— begin —
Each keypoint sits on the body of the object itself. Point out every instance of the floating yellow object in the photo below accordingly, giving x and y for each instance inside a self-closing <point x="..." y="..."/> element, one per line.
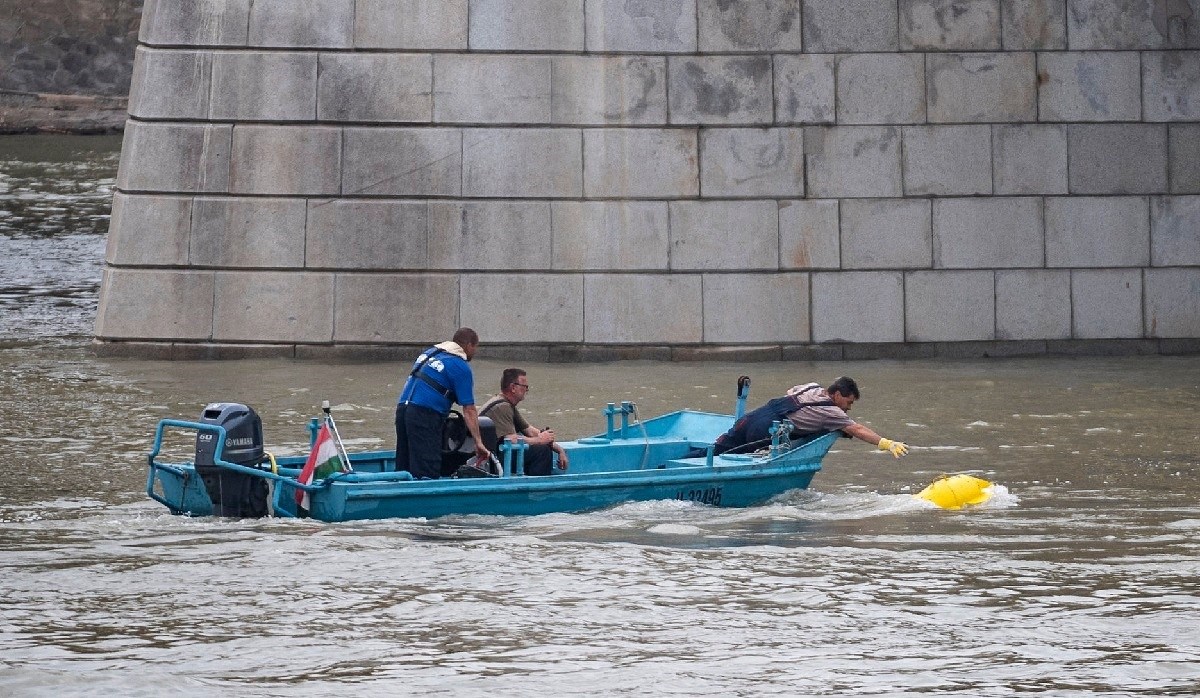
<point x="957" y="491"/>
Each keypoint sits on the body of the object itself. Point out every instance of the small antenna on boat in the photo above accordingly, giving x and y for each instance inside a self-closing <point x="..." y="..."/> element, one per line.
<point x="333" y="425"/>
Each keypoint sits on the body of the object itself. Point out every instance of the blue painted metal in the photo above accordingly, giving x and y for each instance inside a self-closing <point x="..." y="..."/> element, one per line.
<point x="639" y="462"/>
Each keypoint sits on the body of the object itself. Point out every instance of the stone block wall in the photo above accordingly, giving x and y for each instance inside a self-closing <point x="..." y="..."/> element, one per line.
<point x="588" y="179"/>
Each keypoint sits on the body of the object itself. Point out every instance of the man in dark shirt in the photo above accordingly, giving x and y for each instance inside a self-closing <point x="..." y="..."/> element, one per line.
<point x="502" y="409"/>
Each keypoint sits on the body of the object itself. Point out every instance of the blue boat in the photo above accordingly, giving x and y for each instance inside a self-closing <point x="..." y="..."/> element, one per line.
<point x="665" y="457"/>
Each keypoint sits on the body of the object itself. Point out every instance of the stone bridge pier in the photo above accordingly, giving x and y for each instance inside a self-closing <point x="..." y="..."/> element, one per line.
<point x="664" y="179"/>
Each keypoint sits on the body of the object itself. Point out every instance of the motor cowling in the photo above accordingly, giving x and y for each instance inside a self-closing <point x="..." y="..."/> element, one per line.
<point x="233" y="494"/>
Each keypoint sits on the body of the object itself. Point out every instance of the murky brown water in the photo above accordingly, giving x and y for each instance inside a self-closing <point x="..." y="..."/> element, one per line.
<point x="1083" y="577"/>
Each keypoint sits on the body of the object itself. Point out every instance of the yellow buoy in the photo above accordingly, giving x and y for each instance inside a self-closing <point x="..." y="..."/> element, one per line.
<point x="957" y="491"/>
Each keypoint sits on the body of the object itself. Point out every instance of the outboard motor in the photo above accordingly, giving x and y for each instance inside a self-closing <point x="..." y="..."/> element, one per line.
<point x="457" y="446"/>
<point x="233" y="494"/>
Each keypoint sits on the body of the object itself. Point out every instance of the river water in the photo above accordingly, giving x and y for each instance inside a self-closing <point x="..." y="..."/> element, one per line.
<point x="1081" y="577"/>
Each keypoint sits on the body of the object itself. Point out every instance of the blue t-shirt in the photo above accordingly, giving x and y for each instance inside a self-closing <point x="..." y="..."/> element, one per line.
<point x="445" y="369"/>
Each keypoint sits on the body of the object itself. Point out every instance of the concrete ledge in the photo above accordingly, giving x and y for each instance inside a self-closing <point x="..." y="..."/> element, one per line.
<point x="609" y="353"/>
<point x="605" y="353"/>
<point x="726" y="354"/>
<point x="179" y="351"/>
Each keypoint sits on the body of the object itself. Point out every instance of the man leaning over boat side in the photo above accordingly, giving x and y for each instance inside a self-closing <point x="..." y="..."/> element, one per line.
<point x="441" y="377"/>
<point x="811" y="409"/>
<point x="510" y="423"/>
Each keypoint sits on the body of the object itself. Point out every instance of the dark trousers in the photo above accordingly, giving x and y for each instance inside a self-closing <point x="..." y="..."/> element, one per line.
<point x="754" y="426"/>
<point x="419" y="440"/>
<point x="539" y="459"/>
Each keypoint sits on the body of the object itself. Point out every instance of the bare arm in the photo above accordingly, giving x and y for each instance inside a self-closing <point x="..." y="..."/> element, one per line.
— end —
-- Task description --
Beginning with the line that contains "of the outboard", repeat every line through the end of the records and nothing more.

-- Expected answer --
Each keypoint sits on the body of the object itself. Point out every instance of the outboard motor in the photo above accordingly, giving x and y for each instance inside a self-closing <point x="..." y="..."/> element, one per line.
<point x="457" y="446"/>
<point x="233" y="494"/>
Each keypoint sits on the body of the object itself. Point out every instance of the river water in the photo above accordingly, giving x and y for each instance inside a self-closing <point x="..." y="..."/> element, one per line.
<point x="1081" y="577"/>
Each keypoint sits on the body of the object itself. Point out every instance of the blue t-shirt in the photo above accordingly, giving x and y for each instance inside a self-closing <point x="..." y="..."/> element, one per line.
<point x="445" y="369"/>
Each keypoint sits on the body of the object itself. Point out every instance of the concrete ledge in the photo above accordingly, giving x and y for each instance inside a self-closing <point x="..." y="..."/> element, one per line.
<point x="609" y="353"/>
<point x="605" y="353"/>
<point x="726" y="354"/>
<point x="179" y="351"/>
Each keypoint sits on the body of the object itself. Point out every instance of the man leaning over boat side in the photo above accordingly, giving x and y for each instance inside a self-closing <point x="..." y="..."/> element, one per line.
<point x="441" y="377"/>
<point x="811" y="409"/>
<point x="510" y="423"/>
Each keypoint sits on the body of the object itself. Point out every instance of the dark trousers in the photo above accordingly, giving x and y for each instance inside a self-closing <point x="..." y="..."/> element, one per line.
<point x="754" y="426"/>
<point x="419" y="440"/>
<point x="539" y="459"/>
Each keypoint sits on the body of the object itself. Point out every instance of the bare arm in the photo above accordingly, giving x and y for each instance inside a self-closing <point x="..." y="..."/> element, one per line.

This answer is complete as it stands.